A BBC analisou um vídeo postado nas redes sociais mostrando a destruição após o ataque. Utilizando as imagens disponíveis da praça antes do ataque, conseguimos identificar a forma dos edifícios como a da praça Nejmeh.

O aviso, emitido em 8 de outubro pelas IDF, também tinha uma instrução para os residentes de Rafah, dizendo para irem imediatamente para o abrigo no centro da cidade de Rafah "para sua segurança".

O mapa do vídeo para quem mora nos bairros de Rafah contém uma seta direcionando os moradores para "Rafah".

A BBC analisou todas as postagens de alerta nas redes sociais das IDF em árabe de que tem conhecimento neste período. Não foi possível encontrar provas de quaisquer instruções diferentes subsequentes, mas isso não elimina a possibilidade de que outras tenham sido emitidas.

·         Khan Younis - 19 de outubro

Oito dias depois, em Khan Younis, houve outro ataque – desta vez na rua Gamal Abdel Nasser.

Verificamos isso observando vídeos dos prédios desabados em uma das principais vias da cidade. Ao combinar o formato dos edifícios do vídeo com os de outras imagens estáticas do mesmo local, pudemos verificar que se tratava do mesmo local.

Imagens adicionais após as explosões mostram corpos de mortos e feridos sendo retirados dos escombros e levados para o hospital Nasser, nas proximidades.

As IDF emitiram um aviso em 16 de outubro para que os residentes da cidade de Gaza se mudassem para o sul, para Khan Younis, se "a sua segurança e a segurança dos seus entes queridos forem importantes para vocês".

Novamente, existe a possibilidade de haver instruções adicionais diferentes, mas não encontramos nenhuma evidência disso.

·         Campos no centro de Gaza - 17, 18 e 25 de outubro

Mais ao norte, na região central de Gaza, existem quatro campos de refugiados.

A BBC verificou ataques a dois deles. Imagens nas redes sociais que mostram as consequências de um ataque ao campo de al-Bureij, em 17 de outubro, mostram grandes destroços, chamas e corpos ensanguentados sendo retirados dos escombros.

Verificamos as imagens comparando os edifícios nestas imagens com fotos tiradas por agências de notícias após os ataques. Também verificamos a localização da filmagem usando uma mesquita visível como referência.

Outro campo próximo, al-Nuseirat, foi atacado no dia seguinte, 18 de outubro.

Verificamos imagens das redes sociais mostrando as consequências, com ambulâncias, detritos, pessoas tentando apagar as chamas e uma padaria destruída.

Nós o localizamos comparando os nomes das lojas que podem ser vistos no vídeo com aqueles vistos nas fotos publicadas antes do ataque.

COMO RESOLVER:
Dê continuidade ao relato sobre a verificação de ataques em Gaza, começando logo após a última frase mostrada acima.

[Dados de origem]
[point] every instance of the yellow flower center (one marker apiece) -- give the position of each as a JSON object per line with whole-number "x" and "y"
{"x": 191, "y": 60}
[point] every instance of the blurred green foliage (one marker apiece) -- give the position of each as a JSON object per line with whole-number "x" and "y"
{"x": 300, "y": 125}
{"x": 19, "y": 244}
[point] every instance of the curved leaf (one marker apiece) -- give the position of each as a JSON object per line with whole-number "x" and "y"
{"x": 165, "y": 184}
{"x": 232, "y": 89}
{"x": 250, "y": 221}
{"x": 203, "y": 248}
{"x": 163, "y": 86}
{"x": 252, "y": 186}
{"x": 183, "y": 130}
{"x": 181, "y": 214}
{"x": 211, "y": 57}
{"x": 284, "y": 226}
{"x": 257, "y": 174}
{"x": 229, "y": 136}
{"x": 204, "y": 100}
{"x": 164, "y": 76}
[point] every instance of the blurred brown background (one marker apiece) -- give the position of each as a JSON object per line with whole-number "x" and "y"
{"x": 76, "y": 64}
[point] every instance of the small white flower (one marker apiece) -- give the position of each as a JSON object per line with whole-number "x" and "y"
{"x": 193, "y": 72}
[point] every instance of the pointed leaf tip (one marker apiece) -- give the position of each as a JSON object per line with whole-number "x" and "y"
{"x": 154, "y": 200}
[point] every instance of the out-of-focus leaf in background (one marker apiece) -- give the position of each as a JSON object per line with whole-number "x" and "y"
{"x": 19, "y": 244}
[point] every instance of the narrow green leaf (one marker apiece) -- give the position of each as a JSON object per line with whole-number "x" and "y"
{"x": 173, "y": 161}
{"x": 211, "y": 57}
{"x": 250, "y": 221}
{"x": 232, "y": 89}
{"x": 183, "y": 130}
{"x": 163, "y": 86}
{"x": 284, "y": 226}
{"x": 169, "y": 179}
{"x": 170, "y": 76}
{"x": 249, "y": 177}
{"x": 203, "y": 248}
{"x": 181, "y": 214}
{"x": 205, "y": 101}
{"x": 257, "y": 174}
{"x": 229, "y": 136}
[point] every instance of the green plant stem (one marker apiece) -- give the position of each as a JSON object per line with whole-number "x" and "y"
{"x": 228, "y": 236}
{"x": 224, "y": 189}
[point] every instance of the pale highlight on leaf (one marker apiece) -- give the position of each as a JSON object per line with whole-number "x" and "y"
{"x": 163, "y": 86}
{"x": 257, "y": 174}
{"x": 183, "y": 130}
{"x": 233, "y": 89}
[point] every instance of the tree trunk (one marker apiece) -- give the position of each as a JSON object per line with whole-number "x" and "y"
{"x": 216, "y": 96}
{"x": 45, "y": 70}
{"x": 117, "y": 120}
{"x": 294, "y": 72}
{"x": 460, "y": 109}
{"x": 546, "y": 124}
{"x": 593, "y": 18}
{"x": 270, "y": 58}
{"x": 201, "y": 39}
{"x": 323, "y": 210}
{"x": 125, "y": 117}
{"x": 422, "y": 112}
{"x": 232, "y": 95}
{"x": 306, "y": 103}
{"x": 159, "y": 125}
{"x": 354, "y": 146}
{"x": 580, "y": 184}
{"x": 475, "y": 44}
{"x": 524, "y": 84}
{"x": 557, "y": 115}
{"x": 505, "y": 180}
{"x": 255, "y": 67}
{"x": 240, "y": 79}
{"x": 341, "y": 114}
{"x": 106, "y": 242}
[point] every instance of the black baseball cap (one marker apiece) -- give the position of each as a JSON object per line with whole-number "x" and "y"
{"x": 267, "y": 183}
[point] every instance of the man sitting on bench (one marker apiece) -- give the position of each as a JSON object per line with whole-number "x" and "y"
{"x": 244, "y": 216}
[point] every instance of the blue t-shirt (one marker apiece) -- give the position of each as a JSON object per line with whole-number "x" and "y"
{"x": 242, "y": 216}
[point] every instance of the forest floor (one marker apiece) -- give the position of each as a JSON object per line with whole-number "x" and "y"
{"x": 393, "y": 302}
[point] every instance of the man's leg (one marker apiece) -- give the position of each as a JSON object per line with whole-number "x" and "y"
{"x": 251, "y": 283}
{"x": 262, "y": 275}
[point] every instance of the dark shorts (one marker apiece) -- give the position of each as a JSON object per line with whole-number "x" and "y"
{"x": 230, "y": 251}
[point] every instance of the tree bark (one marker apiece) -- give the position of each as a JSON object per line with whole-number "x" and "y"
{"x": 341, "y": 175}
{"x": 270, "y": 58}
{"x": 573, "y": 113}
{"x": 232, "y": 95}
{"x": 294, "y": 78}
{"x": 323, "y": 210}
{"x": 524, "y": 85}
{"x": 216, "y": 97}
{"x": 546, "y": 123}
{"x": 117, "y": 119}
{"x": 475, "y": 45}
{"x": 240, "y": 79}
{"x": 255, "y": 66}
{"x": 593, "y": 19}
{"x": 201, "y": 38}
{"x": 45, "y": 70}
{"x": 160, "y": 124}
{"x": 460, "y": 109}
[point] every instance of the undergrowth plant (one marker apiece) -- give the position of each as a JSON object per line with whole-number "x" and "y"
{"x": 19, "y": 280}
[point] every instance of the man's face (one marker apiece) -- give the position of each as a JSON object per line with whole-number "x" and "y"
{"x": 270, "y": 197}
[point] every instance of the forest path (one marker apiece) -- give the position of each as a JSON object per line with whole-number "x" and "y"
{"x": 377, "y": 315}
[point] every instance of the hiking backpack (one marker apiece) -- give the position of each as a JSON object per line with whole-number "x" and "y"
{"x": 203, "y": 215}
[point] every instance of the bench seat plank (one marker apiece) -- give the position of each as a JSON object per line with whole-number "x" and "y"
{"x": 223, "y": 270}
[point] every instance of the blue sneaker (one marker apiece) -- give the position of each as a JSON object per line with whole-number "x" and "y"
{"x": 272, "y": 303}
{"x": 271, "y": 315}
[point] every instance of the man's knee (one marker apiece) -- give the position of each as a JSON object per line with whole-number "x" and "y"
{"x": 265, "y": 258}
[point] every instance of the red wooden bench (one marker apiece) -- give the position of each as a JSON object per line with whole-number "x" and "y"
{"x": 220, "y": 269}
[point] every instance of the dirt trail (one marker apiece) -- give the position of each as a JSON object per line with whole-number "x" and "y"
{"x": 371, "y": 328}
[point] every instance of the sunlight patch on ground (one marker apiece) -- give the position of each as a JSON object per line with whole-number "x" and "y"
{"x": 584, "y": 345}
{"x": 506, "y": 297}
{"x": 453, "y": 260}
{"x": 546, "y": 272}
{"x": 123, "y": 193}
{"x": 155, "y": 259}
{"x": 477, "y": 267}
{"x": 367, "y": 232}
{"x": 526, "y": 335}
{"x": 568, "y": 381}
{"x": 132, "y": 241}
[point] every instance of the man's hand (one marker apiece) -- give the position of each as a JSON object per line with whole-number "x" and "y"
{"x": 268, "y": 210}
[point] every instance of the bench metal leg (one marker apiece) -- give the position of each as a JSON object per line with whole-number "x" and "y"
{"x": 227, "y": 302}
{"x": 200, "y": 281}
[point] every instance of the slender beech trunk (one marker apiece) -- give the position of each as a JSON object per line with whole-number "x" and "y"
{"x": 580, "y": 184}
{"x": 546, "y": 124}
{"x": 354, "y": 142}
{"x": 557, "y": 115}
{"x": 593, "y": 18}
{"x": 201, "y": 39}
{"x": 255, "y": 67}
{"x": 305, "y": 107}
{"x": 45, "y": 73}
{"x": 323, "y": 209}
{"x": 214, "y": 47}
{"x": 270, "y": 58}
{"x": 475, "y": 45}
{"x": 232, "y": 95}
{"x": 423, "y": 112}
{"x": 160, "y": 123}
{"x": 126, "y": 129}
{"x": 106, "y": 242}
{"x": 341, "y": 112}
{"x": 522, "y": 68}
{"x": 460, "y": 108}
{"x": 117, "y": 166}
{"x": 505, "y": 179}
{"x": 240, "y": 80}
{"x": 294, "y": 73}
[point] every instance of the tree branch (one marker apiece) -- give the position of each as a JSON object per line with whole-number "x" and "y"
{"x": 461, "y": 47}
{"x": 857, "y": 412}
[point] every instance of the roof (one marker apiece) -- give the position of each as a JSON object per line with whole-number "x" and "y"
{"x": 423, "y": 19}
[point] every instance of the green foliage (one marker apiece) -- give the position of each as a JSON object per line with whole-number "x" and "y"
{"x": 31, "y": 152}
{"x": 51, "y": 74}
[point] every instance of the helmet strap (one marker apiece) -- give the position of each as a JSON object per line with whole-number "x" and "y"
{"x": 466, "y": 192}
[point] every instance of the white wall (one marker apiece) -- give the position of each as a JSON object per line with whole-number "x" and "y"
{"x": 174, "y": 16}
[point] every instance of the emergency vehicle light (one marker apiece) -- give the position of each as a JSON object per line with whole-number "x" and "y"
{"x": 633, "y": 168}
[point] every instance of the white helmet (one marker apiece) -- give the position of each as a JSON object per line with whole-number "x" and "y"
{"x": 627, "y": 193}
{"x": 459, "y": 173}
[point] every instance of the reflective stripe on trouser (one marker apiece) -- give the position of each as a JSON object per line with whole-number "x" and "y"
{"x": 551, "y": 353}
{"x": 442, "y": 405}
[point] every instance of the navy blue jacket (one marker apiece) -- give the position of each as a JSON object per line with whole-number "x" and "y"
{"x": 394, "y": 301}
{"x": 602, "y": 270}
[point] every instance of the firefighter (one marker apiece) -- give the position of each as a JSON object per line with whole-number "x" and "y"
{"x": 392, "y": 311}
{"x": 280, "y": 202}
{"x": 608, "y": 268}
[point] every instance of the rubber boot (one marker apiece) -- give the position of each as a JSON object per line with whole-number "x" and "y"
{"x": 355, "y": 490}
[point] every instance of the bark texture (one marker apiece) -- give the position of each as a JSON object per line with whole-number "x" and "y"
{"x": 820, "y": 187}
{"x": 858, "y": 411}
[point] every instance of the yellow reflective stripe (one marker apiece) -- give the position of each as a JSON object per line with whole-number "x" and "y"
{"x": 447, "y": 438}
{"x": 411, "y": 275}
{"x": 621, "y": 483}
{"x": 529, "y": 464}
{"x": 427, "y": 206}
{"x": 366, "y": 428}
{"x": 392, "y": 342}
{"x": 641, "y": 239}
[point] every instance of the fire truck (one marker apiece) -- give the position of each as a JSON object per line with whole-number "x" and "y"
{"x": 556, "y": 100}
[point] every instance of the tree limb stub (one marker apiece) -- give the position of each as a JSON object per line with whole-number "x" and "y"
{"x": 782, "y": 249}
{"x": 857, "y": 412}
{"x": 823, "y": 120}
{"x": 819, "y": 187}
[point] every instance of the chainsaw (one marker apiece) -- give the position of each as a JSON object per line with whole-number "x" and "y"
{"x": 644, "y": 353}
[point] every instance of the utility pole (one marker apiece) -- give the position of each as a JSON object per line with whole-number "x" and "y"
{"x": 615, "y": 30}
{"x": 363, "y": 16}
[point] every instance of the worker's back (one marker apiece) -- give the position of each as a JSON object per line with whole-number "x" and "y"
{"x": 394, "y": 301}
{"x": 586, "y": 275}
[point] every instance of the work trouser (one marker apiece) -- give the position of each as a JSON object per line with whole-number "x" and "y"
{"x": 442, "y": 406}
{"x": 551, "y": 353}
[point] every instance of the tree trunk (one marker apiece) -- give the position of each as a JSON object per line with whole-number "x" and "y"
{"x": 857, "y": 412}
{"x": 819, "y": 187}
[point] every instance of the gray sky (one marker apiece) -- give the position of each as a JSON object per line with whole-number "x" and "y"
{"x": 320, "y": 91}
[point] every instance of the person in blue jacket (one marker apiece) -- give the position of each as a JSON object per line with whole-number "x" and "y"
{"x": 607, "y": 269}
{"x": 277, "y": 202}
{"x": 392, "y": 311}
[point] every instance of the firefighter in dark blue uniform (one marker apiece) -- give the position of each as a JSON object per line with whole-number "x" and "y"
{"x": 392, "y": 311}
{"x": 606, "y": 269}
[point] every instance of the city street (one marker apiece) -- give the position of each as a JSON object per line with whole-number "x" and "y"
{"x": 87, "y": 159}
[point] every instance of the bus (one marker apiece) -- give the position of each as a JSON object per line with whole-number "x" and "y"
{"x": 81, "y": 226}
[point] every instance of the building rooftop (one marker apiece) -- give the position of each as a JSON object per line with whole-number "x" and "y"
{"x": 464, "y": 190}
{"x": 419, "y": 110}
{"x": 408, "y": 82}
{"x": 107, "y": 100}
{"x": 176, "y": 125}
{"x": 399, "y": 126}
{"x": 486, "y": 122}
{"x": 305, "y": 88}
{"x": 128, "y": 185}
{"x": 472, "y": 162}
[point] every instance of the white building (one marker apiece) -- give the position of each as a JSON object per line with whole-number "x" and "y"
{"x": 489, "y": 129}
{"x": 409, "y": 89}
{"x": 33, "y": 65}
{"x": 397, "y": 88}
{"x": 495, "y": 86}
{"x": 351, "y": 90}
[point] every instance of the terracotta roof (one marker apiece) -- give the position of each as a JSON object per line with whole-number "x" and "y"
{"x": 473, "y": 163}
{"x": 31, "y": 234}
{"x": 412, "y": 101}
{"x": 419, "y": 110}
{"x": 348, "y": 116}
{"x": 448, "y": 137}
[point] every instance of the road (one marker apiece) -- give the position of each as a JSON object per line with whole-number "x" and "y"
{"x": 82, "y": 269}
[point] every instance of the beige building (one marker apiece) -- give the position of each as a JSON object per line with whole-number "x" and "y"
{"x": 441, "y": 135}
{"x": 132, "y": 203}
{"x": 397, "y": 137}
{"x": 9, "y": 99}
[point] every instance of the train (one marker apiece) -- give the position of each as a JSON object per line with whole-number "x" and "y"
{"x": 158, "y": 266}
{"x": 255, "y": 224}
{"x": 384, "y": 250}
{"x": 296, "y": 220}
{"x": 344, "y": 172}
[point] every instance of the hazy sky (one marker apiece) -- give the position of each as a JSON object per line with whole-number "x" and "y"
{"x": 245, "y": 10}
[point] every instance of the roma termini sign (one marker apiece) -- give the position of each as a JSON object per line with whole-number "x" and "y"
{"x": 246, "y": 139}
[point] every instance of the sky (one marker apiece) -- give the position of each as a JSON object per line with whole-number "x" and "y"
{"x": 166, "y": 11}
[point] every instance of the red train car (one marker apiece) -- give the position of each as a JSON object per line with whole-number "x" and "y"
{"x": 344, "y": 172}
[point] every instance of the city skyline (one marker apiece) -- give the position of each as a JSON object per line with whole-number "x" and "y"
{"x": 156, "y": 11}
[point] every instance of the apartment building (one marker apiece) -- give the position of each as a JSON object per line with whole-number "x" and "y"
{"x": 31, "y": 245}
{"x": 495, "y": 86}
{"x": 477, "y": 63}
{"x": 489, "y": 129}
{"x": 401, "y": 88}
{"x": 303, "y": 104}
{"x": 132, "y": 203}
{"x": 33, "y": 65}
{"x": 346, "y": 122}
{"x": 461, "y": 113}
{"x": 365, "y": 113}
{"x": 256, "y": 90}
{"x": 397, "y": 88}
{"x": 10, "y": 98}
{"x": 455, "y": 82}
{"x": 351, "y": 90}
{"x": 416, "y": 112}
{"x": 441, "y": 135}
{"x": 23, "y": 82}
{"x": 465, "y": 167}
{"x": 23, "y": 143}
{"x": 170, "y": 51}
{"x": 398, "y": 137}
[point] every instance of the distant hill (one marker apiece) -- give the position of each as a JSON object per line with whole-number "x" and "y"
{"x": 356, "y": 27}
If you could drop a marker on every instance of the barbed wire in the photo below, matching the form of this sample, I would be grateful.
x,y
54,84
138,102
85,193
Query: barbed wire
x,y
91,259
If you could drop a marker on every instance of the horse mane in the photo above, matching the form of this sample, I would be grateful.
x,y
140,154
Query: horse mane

RESPOSTA:
Apesar do aviso anterior de 8 de outubro instruindo os residentes da área oriental e sul de Maghazi a irem para campos no centro de Gaza, não parece haver quaisquer campos no local especificado no mapa do tuíte.

No entanto, identificamos três campos próximos: al-Nuseirat e al-Bureij, atingidos pelos ataques de 17 e 18 de outubro, e outro campo chamado Deir al-Balah.

Não podemos descartar a possibilidade de que posteriormente tenham havido instruções diferentes, mas a BBC não encontrou qualquer prova disso.

As consequências de outro ataque no campo de al-Nuseirat, em 25 de outubro, foram divulgadas pela TV Al Jazeera.

Imagens postadas online mostram seu principal correspondente em Gaza, Wael al-Dahdouh, chorando no hospital, segurando o corpo de sua filha de sete anos e ajoelhado sobre o corpo de seu filho adolescente. Sua esposa também foi morta.

"Não existe nenhum lugar seguro em Gaza", disse ele em entrevista à Al Jazeera.

Ele disse que sua família se mudou do norte após o alerta de Israel aos residentes para se mudarem para o sul para sua segurança.

·         O que dizem as IDF

A BBC forneceu locais e datas específicos para cada um dos ataques destacados neste artigo para as IDF.

Perguntamos se esses locais foram atingidos pelas forças das IDF e se avisos foram dados antes destes ataques.

Em sua resposta, as IDF disseram que "não podem fornecer mais informações sobre estes locais específicos".

Afirmaram que "apelaram aos civis em Gaza que se deslocassem para o sul para a sua segurança, mas continuarão a atacar alvos terroristas em todas as partes de Gaza".

"De acordo com o direito internacional, as IDF tomam medidas de precaução para evitar danos à população civil. Estas medidas incluem avisos antes dos ataques, nos casos em que seja possível fazê-lo", acrescentaram as IDF.